This task is to restate all of the entries exactly.

# # # # #

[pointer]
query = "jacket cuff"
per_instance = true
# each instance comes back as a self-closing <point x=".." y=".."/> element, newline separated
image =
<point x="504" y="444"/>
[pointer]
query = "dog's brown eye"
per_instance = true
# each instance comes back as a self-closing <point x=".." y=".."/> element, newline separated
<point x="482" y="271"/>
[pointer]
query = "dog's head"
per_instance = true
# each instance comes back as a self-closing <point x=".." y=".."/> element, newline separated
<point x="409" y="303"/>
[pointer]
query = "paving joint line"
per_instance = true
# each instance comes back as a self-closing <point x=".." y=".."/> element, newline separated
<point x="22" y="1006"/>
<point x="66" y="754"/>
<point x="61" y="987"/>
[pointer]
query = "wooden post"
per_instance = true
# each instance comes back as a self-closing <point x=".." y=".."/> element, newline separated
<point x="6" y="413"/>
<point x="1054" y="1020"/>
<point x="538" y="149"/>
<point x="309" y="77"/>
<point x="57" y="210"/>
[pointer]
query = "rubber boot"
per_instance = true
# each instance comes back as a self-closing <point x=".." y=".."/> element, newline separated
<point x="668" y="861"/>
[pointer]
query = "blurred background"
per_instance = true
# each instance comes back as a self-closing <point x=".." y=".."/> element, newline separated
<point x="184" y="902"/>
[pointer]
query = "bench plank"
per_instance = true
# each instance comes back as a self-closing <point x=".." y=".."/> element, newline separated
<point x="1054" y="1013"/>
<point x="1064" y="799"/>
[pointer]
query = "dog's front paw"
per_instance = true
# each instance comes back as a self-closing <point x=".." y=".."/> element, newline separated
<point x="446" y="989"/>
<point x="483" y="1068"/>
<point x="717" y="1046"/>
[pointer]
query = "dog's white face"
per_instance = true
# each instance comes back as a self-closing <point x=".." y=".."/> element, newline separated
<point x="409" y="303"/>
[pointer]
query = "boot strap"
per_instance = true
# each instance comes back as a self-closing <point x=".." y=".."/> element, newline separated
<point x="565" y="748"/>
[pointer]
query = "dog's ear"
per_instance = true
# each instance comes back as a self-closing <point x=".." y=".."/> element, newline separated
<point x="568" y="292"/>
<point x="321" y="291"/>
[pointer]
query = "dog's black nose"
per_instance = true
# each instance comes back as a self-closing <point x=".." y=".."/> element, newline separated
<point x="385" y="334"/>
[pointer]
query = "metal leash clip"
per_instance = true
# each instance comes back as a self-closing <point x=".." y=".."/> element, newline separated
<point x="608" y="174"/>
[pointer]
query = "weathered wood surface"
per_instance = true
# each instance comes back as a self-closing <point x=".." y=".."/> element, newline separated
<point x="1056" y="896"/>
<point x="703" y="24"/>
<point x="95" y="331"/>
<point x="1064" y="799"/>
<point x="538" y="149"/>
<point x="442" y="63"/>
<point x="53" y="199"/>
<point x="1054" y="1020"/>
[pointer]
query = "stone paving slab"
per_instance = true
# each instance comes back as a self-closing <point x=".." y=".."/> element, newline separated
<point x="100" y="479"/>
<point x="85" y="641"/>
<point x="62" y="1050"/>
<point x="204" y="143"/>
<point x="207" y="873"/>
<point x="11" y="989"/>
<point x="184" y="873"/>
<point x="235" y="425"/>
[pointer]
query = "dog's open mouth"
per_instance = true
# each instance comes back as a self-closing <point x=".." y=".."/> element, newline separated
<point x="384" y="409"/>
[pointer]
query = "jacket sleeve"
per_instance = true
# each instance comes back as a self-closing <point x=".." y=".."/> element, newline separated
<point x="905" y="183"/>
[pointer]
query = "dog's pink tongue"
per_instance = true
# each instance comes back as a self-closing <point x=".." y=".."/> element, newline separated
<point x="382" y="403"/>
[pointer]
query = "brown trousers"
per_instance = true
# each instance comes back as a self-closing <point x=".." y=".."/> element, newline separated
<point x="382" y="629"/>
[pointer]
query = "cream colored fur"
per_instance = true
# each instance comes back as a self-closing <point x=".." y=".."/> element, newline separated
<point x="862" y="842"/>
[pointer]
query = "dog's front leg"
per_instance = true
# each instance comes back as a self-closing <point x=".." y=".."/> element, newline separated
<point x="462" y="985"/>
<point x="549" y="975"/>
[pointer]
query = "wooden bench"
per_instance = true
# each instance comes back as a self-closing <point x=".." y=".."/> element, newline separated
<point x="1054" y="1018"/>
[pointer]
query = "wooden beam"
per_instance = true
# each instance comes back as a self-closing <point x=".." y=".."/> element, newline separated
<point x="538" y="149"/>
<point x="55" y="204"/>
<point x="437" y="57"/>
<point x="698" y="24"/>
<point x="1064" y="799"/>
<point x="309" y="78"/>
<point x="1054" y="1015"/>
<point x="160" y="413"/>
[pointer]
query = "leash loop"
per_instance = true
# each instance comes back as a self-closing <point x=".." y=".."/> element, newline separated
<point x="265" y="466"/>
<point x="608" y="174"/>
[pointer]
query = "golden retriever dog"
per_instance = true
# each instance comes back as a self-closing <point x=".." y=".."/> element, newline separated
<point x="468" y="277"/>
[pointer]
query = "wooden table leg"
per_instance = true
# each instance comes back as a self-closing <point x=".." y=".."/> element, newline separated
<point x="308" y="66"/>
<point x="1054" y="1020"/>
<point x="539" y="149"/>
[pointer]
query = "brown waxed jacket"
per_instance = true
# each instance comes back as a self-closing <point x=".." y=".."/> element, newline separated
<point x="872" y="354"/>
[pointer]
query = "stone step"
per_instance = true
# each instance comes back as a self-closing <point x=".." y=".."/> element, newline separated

# # # # #

• _Result_
[pointer]
query = "jacket cuff"
per_instance = true
# each instance comes back as a self-closing <point x=".." y=".."/> element, newline separated
image =
<point x="504" y="444"/>
[pointer]
query = "dog's brown eye"
per_instance = true
# each instance comes back as a self-closing <point x=".." y=".."/> element, newline separated
<point x="482" y="271"/>
[pointer]
query = "dog's head"
per_instance = true
# each instance comes back as a self-closing <point x=".." y=".."/> element, newline separated
<point x="409" y="303"/>
[pointer]
query = "paving joint line"
per_instance = true
# each instance comes back as a self-closing <point x=".." y=".."/> element, newline separated
<point x="22" y="1006"/>
<point x="66" y="754"/>
<point x="61" y="987"/>
[pointer]
query = "wooden post"
per_instance = true
# each instance comes back as a self-closing <point x=".." y=".."/> element, newline separated
<point x="6" y="413"/>
<point x="1054" y="1020"/>
<point x="538" y="149"/>
<point x="309" y="77"/>
<point x="57" y="210"/>
[pointer]
query = "rubber boot"
per_instance = true
# each instance comes back as a self-closing <point x=".." y=".."/> element, newline separated
<point x="668" y="861"/>
[pointer]
query = "blurred background"
per_instance = true
# each instance comes back as a self-closing <point x=".." y=".."/> element, newline separated
<point x="184" y="902"/>
[pointer]
query = "bench plank"
per_instance = true
# each instance comes back as a self-closing <point x=".." y=".."/> element, newline separated
<point x="1054" y="1013"/>
<point x="1064" y="799"/>
[pointer]
query = "dog's front paw"
per_instance = true
# each instance comes back as a self-closing <point x=".." y=".."/> element, newline separated
<point x="446" y="989"/>
<point x="483" y="1068"/>
<point x="717" y="1046"/>
[pointer]
query = "dog's white face"
per_instance = true
# each instance comes back as a self-closing <point x=".." y=".."/> element, newline separated
<point x="409" y="303"/>
[pointer]
query = "boot strap"
per_instance = true
# each instance comes back as a self-closing <point x=".." y=".."/> element, newline separated
<point x="565" y="748"/>
[pointer]
query = "dog's ear"
per_instance = true
# each instance comes back as a self-closing <point x=".." y=".."/> element, newline separated
<point x="568" y="292"/>
<point x="321" y="291"/>
[pointer]
query = "dog's black nose"
per_instance = true
# each instance comes back as a self-closing <point x=".." y=".."/> element, newline separated
<point x="385" y="334"/>
[pointer]
query = "metal leash clip"
per_instance = true
# each instance comes back as a self-closing <point x=".." y=".."/> element, newline separated
<point x="608" y="174"/>
[pointer]
query = "weathered wood surface"
per_instance = true
# each instance comes back as a self-closing <point x=".." y=".."/> element, newline separated
<point x="1056" y="896"/>
<point x="703" y="24"/>
<point x="95" y="331"/>
<point x="1064" y="799"/>
<point x="538" y="149"/>
<point x="442" y="63"/>
<point x="53" y="199"/>
<point x="1054" y="1020"/>
[pointer]
query = "stone paving slab"
per_instance = true
# each instance comes back as a self-closing <point x=".." y=".."/> element, newline separated
<point x="100" y="479"/>
<point x="85" y="641"/>
<point x="62" y="1050"/>
<point x="204" y="143"/>
<point x="207" y="873"/>
<point x="11" y="989"/>
<point x="184" y="873"/>
<point x="235" y="425"/>
[pointer]
query = "dog's open mouth"
per_instance = true
# each instance comes back as a self-closing <point x=".." y=".."/> element, newline separated
<point x="384" y="409"/>
[pointer]
query = "jacket sleeve"
per_instance = true
# each instance comes back as a self-closing <point x=".." y=".."/> element, newline separated
<point x="905" y="183"/>
[pointer]
query = "dog's pink tongue"
per_instance = true
# each instance comes back as a self-closing <point x=".." y=".."/> element, newline separated
<point x="382" y="403"/>
[pointer]
query = "brown trousers"
per_instance = true
# each instance comes back as a self-closing <point x=".." y=".."/> element, newline separated
<point x="382" y="629"/>
[pointer]
query = "cream colored fur"
per_instance = true
# each instance comes back as a self-closing <point x=".." y=".."/> element, newline separated
<point x="862" y="842"/>
[pointer]
query = "dog's front leg"
per_instance = true
# each instance comes back as a self-closing <point x=".." y=".."/> element, newline separated
<point x="462" y="985"/>
<point x="549" y="975"/>
[pointer]
query = "wooden bench"
per_instance = true
# each instance comes back as a self-closing <point x=".." y=".."/> element, newline separated
<point x="1054" y="1018"/>
[pointer]
query = "wooden beam"
per_instance = true
# each instance comes back as a self-closing <point x=".." y=".."/> element, newline separated
<point x="538" y="149"/>
<point x="55" y="204"/>
<point x="437" y="57"/>
<point x="698" y="24"/>
<point x="1064" y="799"/>
<point x="309" y="78"/>
<point x="1054" y="1015"/>
<point x="160" y="413"/>
[pointer]
query = "leash loop"
per_instance = true
# each instance comes back as a self-closing <point x=".." y=".."/> element, newline separated
<point x="265" y="466"/>
<point x="608" y="174"/>
[pointer]
query = "golden retriever dog"
per_instance = true
# each instance comes back as a self-closing <point x=".." y=".."/> element, newline separated
<point x="468" y="277"/>
[pointer]
query = "wooden table leg"
per_instance = true
# each instance comes back as a self-closing <point x=".." y=".."/> element, newline separated
<point x="308" y="66"/>
<point x="1054" y="1020"/>
<point x="539" y="149"/>
[pointer]
query = "brown waxed jacket"
per_instance = true
# each instance comes back as a self-closing <point x=".." y=".."/> element, newline separated
<point x="872" y="354"/>
[pointer]
query = "stone step"
per_instance = true
# each instance comes back as a self-closing <point x=".." y=".."/> element, newline separated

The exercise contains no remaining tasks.